Object location annotation data:

···

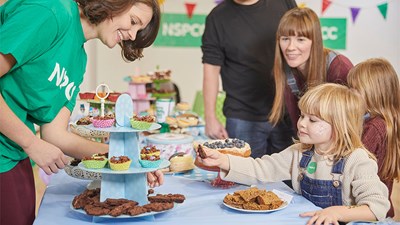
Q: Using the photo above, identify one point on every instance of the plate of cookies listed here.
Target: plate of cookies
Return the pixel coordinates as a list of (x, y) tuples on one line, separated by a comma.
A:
[(254, 200), (88, 202)]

···

Written task:
Format the lines above as a JSON list of strings, one string for each line, skipping blank lines. Leave out the pictures.

Exercise response:
[
  "Q: Using the photo above, identify one point on every instance of the plate of cookies listed here.",
  "Target: plate of cookies",
  "Return the pixel coordinates as a list of (x, y) tuples on one line, separated by a comma.",
  "A:",
  "[(254, 200), (88, 202)]"
]